Group calls for consistent access to STI testing in N.S.
Sexual Health Nova Scotia says some services unavailable to many during pandemic, particularly in rural areas
A group representing sexual health centres throughout Nova Scotia is calling for consistent access to testing for sexually transmitted infections, especially in rural areas.
Leigh Heide, the provincial co-ordinator of Nova Scotia Sexual Health, said some Nova Scotians have been unable to access services during the COVID-19 pandemic.
"It's something that's been on our radar for a while for sure, including pre-pandemic and then exacerbated by the pandemic," Heide told CBC Radio's Mainstreet Halifax on Wednesday.
One of the group's six member centres, the Halifax Sexual Health Centre, has had to pause testing for certain sexually transmitted infections at various points during the pandemic due to pressures on laboratory staff processing COVID-19 tests.
Heide said the pandemic has impacted not only testing, but efforts to educate the public on sexual health, including a syphilis outbreak reported in January 2020 by Public Health officials in Nova Scotia.
Heide said it's not clear where those cases stand in 2022.
"We imagine the syphilis outbreak hasn't necessarily reduced much over time because we haven't really been able to address it," Heide said.
"We haven't been able to do testing drives to get people out there to get tested for syphilis, we haven't been able to do much in terms of reaching community members."
Heide said the group suspects sexually transmitted infections are on the rise because of poor access to health-care services and safe sex supplies.

**Data excerpts**
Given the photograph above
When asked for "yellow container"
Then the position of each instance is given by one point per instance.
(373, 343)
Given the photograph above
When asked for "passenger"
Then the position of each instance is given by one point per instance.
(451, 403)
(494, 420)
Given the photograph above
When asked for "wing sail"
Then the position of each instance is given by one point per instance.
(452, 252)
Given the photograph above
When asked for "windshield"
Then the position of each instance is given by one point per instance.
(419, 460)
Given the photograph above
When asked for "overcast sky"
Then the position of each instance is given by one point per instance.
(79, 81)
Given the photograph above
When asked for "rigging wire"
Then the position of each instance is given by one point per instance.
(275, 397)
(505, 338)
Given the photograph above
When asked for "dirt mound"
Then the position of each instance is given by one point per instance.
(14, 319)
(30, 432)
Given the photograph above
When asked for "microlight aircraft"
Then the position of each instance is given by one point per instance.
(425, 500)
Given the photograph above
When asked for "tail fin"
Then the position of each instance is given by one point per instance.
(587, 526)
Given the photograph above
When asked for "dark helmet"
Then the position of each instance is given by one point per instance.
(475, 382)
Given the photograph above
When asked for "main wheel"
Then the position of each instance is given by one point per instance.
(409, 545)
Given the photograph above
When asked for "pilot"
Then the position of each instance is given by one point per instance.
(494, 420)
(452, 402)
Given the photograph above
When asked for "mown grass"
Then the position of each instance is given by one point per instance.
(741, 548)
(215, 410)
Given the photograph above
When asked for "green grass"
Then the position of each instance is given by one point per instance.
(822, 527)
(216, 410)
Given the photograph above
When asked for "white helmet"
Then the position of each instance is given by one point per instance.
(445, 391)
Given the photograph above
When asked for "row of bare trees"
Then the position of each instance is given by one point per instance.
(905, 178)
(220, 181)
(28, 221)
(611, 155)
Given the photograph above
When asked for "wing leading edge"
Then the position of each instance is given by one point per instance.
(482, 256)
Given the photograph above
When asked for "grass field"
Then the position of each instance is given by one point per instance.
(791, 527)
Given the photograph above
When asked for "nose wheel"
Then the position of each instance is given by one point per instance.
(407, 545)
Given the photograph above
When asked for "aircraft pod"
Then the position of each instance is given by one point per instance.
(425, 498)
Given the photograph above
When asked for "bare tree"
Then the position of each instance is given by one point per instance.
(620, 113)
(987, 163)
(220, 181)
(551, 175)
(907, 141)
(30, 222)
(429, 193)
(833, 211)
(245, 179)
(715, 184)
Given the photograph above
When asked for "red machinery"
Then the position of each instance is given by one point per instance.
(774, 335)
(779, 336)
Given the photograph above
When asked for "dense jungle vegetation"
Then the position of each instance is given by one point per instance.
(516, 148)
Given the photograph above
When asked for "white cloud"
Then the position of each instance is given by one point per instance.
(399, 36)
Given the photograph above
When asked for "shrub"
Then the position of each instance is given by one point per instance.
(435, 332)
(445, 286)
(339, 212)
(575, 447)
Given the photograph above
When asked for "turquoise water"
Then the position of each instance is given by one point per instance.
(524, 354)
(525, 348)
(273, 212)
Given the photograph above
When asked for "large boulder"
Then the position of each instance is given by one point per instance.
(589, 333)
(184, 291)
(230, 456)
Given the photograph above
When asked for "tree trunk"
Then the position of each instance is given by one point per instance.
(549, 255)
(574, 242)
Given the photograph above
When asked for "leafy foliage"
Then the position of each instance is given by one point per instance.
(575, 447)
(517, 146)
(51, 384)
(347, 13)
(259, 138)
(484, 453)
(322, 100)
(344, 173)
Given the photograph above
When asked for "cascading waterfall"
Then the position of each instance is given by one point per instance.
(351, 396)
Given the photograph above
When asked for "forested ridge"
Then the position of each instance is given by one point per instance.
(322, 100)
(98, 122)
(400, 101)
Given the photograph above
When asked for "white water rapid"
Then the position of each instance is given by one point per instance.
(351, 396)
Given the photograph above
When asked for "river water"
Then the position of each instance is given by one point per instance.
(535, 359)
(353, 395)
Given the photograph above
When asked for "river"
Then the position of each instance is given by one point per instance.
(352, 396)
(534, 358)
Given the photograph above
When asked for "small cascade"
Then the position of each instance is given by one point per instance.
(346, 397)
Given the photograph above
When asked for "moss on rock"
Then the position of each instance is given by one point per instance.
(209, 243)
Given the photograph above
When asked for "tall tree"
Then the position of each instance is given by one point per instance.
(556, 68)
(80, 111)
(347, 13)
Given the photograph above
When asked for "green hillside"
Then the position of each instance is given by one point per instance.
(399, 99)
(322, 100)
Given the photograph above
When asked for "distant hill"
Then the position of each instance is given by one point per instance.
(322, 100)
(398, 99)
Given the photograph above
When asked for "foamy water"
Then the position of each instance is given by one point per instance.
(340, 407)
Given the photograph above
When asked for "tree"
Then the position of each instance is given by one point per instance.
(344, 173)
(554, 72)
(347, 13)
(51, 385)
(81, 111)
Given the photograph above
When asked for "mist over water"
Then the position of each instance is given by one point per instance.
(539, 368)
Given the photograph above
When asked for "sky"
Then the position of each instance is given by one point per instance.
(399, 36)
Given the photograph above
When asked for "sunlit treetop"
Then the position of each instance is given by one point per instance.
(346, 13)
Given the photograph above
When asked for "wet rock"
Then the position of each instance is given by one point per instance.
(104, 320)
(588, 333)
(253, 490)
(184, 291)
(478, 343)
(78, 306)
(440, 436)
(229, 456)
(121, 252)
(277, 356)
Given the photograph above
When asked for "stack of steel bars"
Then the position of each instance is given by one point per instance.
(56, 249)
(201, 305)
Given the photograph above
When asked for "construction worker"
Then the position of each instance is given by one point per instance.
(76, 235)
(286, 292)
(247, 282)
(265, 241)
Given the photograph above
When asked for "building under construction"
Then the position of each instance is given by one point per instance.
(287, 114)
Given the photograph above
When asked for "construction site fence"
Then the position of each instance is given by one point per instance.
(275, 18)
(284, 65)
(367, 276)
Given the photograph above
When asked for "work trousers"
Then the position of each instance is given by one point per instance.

**Work request**
Write out the part of the STI testing article that begins at the words containing "One of the group's" and stops after "stand in 2022.". The rows are separate material, unrelated to the STI testing article.

**Solution to the exercise**
One of the group's six member centres, the Halifax Sexual Health Centre, has had to pause testing for certain sexually transmitted infections at various points during the pandemic due to pressures on laboratory staff processing COVID-19 tests.
Heide said the pandemic has impacted not only testing, but efforts to educate the public on sexual health, including a syphilis outbreak reported in January 2020 by Public Health officials in Nova Scotia.
Heide said it's not clear where those cases stand in 2022.